Extracted text.
* BEGIN *

And now ladies and gentlemen (if you're a lady, you probably shouldn't read this) we come to the planks. Back in the day, some men specialized in planking since this is where the ship leaked or did not leak. Smooth planks meant a fast ship. This was so true, design compromises could be overcome by a good job of planking. Yet, the attitude of most ship owners was, if the keel, frames and strapping were in place, the planks should form themselves into place. Sure.

The planks are named from the keel upwards garboard, bottom planks, floor-head planks, wales, topsides and gunwale. The garboard plank was thicker than the wales if the ship were going to be coasting in shallow water. If not, the garboard might be thinner with the first three planks called the garboard. Ships were build either way. One thing was true for every shipwright, if the garboard is good all the other planks can be; if the garboard leaks, head for the shore.

Some ships had the planks just below the wales called 'thickstuff.' In smaller ships the planks just above the wale were called, 'varnish strakes,' or 'filling planks.' Some ships had planks above the wale but below the gunwale, called paint strakes. Gunwales were laid horizontally on top of the futtock heads to prevent moisture from entering. Some ships had 'anchor lining', planks designed to protect the planks around the anchor from being damaged.

* END *

To do.
a. Answer these from the text on ship planks:
(i) What did smooth planks mean for a ship?
(ii) Counting from the keel upwards, which plank is named first?
(iii) What were the planks that protected the planks around the anchor called?
b. Reproduce the text on ship planks word for word, starting at "Some ships had the" and ending at "from being damaged.".

Recorded data.
* BEGIN *

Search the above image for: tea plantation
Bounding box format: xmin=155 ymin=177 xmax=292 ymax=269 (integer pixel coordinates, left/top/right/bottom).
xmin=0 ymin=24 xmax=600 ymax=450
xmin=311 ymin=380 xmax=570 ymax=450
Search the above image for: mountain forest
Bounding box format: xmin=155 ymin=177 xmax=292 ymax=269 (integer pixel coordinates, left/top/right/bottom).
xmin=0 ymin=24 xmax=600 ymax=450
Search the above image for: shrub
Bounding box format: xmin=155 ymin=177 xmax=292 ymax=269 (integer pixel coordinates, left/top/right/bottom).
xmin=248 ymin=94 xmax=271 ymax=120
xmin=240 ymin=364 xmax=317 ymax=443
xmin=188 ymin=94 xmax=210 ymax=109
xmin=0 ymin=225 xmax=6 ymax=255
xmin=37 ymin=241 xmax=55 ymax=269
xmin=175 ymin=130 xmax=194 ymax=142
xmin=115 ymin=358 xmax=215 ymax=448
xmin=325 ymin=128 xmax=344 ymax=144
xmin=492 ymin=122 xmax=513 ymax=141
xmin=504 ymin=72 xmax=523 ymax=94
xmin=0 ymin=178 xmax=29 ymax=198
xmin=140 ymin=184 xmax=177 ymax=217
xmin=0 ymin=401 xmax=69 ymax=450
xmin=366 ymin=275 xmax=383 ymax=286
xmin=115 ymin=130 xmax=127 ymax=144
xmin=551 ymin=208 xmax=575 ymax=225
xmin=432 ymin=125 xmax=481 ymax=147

* END *

Expected outputs.
a.
(i) A fast ship.
(ii) The garboard.
(iii) Anchor lining.

b.
Some ships had the planks just below the wales called 'thickstuff.' In smaller ships the planks just above the wale were called, 'varnish strakes,' or 'filling planks.' Some ships had planks above the wale but below the gunwale, called paint strakes. Gunwales were laid horizontally on top of the futtock heads to prevent moisture from entering. Some ships had 'anchor lining', planks designed to protect the planks around the anchor from being damaged.